If a line in the records below holds the string "club", count it, and state only the final count.

-*-*-

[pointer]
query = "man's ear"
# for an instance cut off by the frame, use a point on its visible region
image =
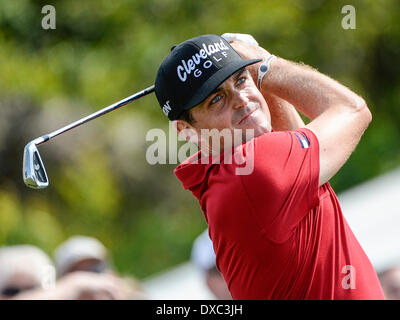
(185, 130)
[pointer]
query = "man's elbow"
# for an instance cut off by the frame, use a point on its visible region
(363, 111)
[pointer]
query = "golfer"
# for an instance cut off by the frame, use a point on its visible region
(278, 231)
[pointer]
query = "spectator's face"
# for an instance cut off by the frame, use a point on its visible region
(235, 104)
(89, 265)
(19, 282)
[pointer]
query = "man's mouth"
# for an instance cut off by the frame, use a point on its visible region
(246, 116)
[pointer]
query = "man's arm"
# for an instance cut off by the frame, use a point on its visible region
(339, 116)
(284, 116)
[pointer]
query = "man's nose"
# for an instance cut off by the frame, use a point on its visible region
(240, 100)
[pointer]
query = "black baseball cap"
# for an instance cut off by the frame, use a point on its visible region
(192, 70)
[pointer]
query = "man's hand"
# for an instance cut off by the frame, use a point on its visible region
(248, 48)
(283, 115)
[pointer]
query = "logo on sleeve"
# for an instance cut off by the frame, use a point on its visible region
(303, 140)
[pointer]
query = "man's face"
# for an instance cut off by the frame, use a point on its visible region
(235, 104)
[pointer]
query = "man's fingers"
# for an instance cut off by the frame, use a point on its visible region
(247, 38)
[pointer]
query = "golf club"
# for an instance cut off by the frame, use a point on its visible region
(33, 170)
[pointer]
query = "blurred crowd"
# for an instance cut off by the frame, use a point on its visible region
(82, 269)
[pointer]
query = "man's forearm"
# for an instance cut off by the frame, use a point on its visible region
(306, 89)
(284, 117)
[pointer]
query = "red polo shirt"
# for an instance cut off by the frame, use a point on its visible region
(276, 234)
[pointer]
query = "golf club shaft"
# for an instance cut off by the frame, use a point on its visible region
(95, 115)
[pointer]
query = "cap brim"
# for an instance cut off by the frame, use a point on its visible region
(216, 79)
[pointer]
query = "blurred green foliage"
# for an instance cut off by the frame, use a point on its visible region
(103, 51)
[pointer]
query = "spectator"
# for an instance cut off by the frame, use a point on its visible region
(24, 268)
(203, 257)
(80, 253)
(390, 280)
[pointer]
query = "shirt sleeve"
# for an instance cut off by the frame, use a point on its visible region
(283, 186)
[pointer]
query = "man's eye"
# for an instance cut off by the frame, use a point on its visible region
(216, 99)
(241, 80)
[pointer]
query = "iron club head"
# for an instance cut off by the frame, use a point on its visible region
(33, 170)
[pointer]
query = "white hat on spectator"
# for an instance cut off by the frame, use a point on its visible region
(78, 248)
(203, 255)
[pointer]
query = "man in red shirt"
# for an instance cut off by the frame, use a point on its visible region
(277, 228)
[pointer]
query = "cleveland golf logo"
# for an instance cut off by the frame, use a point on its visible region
(186, 68)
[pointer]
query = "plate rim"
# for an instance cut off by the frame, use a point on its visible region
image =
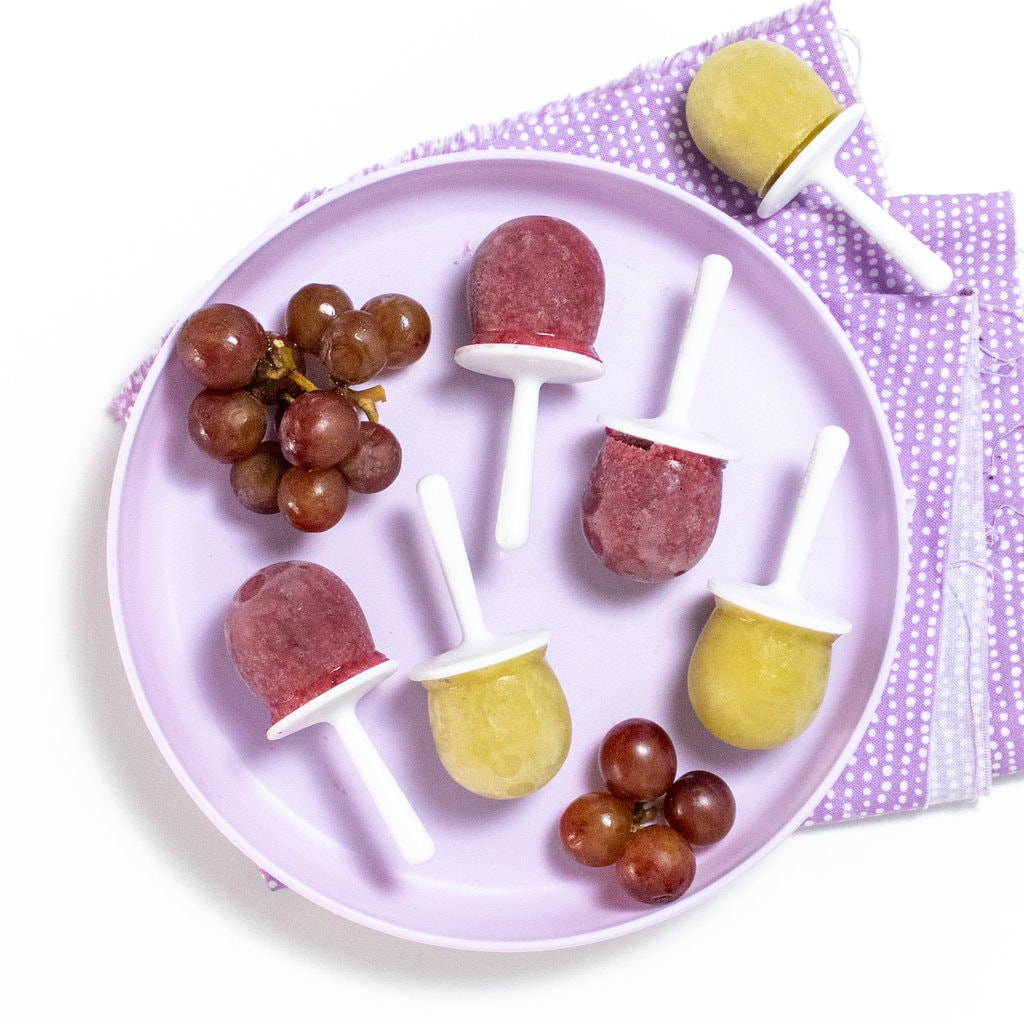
(425, 165)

-*-*-

* [Exercise response]
3